## TO BE DONE:
1. In the ADS connection excerpt below, list every nonblank line of the sample output that the text says the code should produce when run.
2. Reproduce the stretch of the ADS connection excerpt below from "The current state of the PLC is: Run." through "ADS in .NET.".

## EXCERPT:
-- start --

Setting Up the ADS Connection

To begin, let’s establish a connection to the PLC. The code below assumes you have an active TwinCAT project ready to connect.For simplicity, I recommend creating a new .NET project, then pasting the code below into your Program.cs file (or whichever file contains your entry point).

using TwinCAT.Ads;

using (AdsClient client = new())
{
    client.Connect(AmsNetId.Local, 851);
    Console.WriteLine
    (
        "Hello there!\n" +
        $"You're connected to {client.Address} from {client.ClientAddress}.\n" +
        $"The current state of the PLC is: {client.ReadState().AdsState}.\n" +
        "\nPress any key to exit...\n"
    );
    Console.ReadKey(true);
}

This code should produce an output similar to the following when run:

Hello there!
You're connected to 192.168.137.1.1.1:851 from 192.168.137.1.1.1:XXXXX.
The current state of the PLC is: Run.

Press any key to exit...

This code connects to the PLC on the local AMS Net ID with port 851. It displays the connection details, including the PLC state, which should confirm a successful connection if everything is set up correctly. Pressing any key will then terminate the application.

This setup gives you a basic foundation for communicating with your PLC through ADS in .NET.

Defining the PLC Symbols

Now that we’ve established a connection to the PLC, let's examine the symbols we’ll be working with in this book.

-- end --

## DATASET ENTRIES:

-- start --

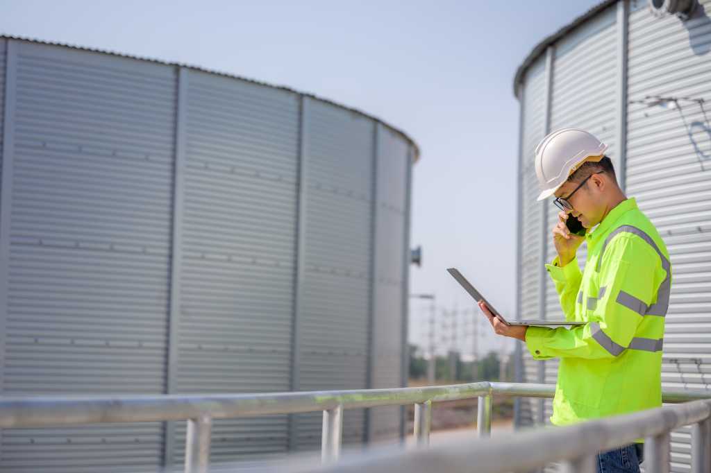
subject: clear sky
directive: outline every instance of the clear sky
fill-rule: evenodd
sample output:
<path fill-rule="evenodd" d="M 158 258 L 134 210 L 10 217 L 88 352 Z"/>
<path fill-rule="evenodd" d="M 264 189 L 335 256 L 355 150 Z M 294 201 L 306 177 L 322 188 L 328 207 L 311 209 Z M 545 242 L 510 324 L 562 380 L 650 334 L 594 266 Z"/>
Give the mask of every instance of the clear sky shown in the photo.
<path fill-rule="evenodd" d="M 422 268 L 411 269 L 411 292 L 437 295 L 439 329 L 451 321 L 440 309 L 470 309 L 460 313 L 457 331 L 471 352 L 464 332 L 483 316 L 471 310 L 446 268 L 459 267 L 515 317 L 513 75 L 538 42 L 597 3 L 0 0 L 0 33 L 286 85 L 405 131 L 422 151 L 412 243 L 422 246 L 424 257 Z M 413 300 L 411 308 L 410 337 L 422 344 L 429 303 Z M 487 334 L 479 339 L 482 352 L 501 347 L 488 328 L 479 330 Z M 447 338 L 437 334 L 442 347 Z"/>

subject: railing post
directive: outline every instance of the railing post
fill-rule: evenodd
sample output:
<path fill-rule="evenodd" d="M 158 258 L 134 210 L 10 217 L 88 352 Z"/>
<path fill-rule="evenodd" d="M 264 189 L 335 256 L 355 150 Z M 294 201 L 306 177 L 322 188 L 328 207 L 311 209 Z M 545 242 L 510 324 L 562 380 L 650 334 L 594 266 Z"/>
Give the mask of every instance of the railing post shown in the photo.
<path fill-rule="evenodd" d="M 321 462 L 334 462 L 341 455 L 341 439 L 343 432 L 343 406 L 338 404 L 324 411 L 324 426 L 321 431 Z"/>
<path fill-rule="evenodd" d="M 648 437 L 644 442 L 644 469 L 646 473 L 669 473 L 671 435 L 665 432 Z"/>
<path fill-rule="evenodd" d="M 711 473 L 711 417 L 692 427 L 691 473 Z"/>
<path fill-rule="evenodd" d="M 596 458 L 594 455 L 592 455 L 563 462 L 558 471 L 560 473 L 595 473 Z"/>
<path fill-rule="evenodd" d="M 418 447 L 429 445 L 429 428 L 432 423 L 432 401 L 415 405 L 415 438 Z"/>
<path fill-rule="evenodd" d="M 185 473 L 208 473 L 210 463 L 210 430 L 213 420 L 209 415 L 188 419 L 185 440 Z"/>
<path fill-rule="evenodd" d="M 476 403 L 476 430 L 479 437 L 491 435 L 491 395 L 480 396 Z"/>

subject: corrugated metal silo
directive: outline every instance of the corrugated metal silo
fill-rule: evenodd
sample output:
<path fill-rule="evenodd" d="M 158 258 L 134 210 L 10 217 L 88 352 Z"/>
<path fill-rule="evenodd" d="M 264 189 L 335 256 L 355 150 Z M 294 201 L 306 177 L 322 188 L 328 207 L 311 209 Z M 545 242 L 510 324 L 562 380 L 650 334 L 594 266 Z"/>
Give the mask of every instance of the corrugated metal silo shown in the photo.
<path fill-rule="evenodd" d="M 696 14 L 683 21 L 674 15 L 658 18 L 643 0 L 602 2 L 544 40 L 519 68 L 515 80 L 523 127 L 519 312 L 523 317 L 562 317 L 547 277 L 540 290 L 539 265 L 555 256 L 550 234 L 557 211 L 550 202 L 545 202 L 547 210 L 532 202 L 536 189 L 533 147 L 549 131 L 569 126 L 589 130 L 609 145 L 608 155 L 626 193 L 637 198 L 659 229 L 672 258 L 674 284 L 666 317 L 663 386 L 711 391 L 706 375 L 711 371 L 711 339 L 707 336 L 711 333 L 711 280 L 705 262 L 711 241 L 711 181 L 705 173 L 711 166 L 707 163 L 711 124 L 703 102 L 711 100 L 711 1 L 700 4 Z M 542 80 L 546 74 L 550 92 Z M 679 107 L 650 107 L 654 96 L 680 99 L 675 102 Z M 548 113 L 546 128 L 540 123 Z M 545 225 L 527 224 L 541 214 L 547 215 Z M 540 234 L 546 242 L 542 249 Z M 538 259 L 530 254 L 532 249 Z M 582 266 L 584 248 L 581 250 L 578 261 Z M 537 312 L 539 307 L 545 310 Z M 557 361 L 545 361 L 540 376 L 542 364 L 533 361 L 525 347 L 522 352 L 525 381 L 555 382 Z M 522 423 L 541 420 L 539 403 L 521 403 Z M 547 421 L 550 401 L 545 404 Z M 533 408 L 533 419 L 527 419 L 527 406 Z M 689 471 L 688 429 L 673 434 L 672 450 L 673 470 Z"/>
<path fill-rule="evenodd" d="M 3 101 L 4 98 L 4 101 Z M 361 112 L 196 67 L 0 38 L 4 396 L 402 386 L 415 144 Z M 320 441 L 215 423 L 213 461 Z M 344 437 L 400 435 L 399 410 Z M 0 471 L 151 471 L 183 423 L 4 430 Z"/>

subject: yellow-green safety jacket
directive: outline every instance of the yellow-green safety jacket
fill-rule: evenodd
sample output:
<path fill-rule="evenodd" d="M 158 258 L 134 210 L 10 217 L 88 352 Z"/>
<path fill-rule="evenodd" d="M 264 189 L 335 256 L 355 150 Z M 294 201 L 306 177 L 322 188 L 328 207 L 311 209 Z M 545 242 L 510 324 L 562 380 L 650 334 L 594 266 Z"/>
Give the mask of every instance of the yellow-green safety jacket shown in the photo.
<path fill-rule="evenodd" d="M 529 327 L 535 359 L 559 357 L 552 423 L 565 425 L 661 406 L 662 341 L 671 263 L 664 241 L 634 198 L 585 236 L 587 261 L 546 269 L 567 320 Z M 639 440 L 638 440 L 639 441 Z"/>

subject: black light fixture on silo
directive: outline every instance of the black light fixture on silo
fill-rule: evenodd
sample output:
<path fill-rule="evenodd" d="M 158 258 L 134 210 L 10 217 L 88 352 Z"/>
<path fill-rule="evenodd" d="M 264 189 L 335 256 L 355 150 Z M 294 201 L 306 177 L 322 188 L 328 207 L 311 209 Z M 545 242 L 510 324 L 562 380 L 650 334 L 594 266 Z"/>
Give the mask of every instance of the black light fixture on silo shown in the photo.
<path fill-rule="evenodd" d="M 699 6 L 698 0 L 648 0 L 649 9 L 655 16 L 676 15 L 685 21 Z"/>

-- end --

## EXPECTED RESULTS:
1.
- Hello there!
- You're connected to 192.168.137.1.1.1:851 from 192.168.137.1.1.1:XXXXX.
- The current state of the PLC is: Run.
- Press any key to exit...

2.
The current state of the PLC is: Run.

Press any key to exit...

This code connects to the PLC on the local AMS Net ID with port 851. It displays the connection details, including the PLC state, which should confirm a successful connection if everything is set up correctly. Pressing any key will then terminate the application.

This setup gives you a basic foundation for communicating with your PLC through ADS in .NET.